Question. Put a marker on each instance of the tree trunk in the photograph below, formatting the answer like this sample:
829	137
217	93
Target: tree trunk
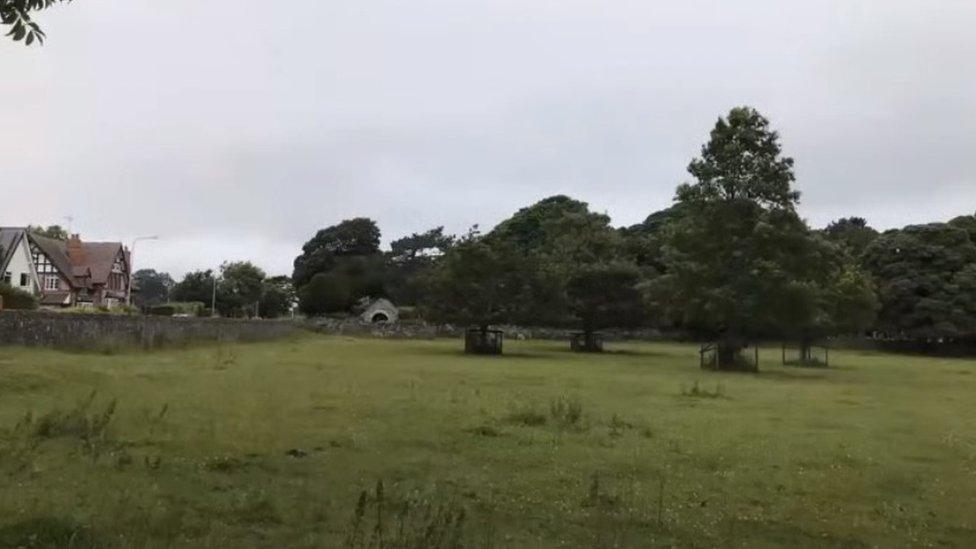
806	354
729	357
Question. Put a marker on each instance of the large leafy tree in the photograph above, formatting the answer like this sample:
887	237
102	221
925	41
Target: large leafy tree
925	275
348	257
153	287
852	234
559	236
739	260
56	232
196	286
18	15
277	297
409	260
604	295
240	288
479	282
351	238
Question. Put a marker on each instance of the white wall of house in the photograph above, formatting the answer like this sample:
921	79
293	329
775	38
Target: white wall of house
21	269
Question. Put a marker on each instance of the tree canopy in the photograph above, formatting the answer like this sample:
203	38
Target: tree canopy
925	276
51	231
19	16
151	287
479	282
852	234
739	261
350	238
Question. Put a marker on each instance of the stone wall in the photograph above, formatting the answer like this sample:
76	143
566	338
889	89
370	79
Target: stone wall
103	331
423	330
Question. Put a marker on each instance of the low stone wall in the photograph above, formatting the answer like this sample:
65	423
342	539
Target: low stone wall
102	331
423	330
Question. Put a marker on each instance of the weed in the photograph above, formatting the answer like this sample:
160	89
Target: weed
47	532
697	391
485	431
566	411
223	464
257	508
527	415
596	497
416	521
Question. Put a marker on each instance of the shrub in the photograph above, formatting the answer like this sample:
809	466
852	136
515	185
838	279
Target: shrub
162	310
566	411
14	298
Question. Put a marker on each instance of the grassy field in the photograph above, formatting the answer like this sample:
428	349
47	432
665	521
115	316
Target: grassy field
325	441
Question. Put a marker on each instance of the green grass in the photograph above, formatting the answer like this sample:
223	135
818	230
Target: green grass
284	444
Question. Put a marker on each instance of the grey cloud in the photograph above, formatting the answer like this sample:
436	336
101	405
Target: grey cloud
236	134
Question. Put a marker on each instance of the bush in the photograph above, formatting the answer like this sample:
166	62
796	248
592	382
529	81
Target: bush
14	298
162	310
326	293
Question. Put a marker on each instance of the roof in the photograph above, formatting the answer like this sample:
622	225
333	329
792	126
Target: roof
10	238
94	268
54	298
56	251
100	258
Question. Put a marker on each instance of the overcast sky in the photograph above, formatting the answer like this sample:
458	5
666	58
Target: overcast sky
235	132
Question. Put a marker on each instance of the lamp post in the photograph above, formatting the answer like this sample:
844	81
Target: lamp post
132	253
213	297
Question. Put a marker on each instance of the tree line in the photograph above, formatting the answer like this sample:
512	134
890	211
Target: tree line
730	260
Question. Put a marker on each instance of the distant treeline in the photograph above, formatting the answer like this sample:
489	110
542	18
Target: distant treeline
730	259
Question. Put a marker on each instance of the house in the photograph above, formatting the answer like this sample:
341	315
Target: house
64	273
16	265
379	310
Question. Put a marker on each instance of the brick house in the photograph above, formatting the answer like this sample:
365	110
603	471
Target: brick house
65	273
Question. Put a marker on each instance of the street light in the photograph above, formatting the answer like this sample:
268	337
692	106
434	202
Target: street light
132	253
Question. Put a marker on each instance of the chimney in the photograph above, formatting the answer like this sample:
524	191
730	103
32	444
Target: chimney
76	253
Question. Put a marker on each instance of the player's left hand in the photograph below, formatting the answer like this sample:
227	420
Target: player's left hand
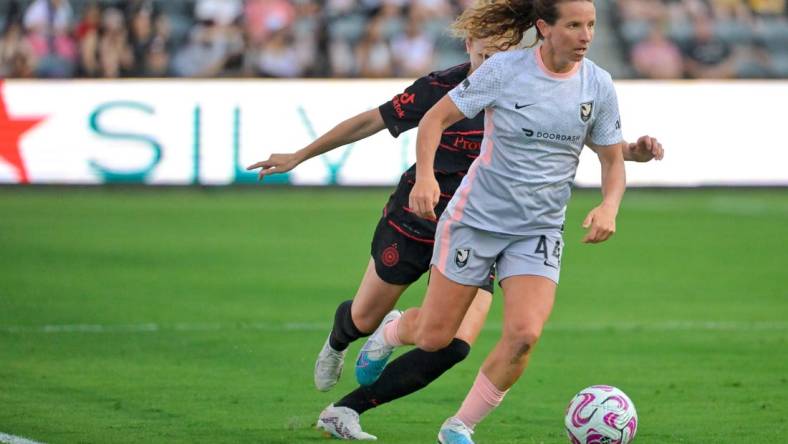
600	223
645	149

* * *

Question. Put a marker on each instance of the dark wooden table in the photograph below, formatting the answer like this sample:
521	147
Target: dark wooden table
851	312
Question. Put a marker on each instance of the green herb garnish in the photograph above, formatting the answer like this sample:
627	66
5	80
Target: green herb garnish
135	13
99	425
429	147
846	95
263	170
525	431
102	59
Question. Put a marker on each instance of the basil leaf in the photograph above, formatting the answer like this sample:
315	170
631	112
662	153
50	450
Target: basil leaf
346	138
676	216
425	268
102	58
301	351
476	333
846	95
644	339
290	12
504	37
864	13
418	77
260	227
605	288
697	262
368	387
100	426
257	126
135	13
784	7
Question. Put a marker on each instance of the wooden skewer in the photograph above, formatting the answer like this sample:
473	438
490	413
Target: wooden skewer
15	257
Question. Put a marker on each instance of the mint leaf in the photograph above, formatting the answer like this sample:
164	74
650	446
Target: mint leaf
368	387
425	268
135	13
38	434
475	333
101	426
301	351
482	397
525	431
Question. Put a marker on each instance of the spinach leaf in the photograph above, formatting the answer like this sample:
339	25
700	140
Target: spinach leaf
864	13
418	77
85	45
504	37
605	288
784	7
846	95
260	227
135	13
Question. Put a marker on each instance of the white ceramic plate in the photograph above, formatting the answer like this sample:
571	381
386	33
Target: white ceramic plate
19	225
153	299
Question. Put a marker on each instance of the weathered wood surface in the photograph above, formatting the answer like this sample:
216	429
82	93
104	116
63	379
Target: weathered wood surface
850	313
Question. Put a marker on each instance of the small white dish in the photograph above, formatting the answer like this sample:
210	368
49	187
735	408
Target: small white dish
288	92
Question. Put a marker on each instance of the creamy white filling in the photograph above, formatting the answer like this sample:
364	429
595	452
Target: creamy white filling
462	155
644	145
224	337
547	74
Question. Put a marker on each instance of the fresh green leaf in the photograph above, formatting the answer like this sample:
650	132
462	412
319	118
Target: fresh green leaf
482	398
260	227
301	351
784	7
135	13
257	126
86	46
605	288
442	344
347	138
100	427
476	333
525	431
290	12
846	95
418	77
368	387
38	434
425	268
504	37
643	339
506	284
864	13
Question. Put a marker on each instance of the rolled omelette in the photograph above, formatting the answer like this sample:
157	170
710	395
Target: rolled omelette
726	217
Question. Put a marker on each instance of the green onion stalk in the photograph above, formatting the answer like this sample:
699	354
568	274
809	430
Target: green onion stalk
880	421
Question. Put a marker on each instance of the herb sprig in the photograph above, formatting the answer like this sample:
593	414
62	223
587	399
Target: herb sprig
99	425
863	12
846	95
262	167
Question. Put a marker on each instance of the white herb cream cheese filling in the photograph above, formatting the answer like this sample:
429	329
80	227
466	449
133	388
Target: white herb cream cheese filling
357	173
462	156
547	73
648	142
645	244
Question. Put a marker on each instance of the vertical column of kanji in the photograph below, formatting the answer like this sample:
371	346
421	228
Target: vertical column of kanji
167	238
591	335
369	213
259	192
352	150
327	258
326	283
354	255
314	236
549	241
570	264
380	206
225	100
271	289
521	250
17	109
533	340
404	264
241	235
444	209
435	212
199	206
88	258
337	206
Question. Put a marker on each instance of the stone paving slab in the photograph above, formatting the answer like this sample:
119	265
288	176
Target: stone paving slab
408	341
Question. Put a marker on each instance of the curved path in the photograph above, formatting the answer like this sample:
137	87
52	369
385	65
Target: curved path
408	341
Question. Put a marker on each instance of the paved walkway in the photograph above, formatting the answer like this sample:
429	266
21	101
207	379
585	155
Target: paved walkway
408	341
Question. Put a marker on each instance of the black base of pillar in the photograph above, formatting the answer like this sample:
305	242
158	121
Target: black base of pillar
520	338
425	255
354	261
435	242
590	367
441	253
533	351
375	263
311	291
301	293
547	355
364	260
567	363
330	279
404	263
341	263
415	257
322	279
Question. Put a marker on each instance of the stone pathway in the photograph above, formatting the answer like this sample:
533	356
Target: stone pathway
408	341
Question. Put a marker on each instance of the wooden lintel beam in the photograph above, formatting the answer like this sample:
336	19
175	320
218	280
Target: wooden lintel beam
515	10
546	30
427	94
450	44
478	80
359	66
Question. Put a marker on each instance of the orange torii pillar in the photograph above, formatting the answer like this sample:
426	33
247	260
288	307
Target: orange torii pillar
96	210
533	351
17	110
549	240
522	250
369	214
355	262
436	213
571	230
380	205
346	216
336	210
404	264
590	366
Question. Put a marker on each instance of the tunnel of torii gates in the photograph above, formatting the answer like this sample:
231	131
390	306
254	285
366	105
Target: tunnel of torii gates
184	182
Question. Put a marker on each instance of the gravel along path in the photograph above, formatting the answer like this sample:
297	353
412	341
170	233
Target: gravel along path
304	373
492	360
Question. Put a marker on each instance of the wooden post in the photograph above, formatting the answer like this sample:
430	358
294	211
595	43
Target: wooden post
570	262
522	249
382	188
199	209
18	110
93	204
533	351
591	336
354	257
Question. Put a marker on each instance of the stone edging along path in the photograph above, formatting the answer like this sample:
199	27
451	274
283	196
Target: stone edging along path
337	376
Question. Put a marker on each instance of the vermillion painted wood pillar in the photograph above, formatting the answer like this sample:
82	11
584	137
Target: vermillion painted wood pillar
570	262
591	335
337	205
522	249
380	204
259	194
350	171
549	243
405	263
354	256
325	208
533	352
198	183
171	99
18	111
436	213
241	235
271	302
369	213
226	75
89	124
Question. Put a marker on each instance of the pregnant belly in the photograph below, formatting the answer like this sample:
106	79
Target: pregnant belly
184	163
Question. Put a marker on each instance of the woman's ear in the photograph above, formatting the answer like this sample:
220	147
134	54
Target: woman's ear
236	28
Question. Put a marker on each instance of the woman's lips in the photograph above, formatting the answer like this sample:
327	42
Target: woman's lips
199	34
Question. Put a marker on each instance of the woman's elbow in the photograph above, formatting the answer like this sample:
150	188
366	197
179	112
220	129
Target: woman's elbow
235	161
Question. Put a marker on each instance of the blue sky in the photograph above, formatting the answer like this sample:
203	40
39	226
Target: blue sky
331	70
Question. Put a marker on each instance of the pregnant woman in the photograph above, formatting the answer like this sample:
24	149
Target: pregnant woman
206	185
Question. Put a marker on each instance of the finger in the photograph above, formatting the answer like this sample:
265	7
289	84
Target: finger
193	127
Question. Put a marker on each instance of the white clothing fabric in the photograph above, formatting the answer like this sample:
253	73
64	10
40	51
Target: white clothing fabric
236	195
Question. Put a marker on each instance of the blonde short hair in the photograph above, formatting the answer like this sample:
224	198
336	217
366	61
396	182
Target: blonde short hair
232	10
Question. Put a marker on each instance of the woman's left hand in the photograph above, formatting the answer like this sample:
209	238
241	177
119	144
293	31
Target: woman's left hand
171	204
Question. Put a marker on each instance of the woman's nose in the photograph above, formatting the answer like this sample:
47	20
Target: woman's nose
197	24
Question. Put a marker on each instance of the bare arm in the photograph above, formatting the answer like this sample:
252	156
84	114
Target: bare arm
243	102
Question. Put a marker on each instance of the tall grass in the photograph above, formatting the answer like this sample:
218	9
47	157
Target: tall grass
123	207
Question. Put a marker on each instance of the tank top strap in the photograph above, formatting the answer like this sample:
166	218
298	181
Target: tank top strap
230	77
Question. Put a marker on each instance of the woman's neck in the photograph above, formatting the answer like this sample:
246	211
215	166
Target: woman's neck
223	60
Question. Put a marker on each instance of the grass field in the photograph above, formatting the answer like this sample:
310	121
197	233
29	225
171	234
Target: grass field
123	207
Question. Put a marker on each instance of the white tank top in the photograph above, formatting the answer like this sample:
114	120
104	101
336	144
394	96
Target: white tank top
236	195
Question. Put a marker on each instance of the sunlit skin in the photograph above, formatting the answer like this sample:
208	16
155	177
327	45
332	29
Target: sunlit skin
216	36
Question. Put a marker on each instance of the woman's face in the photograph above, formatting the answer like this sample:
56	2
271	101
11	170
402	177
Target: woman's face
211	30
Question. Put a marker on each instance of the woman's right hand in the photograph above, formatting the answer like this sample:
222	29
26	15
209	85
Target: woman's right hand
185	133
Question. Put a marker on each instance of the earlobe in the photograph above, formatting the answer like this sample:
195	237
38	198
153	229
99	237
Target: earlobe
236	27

### Instructions for the task
State how many lines in the data above contain the string "brick". Give only the number.

### Solution to this task
2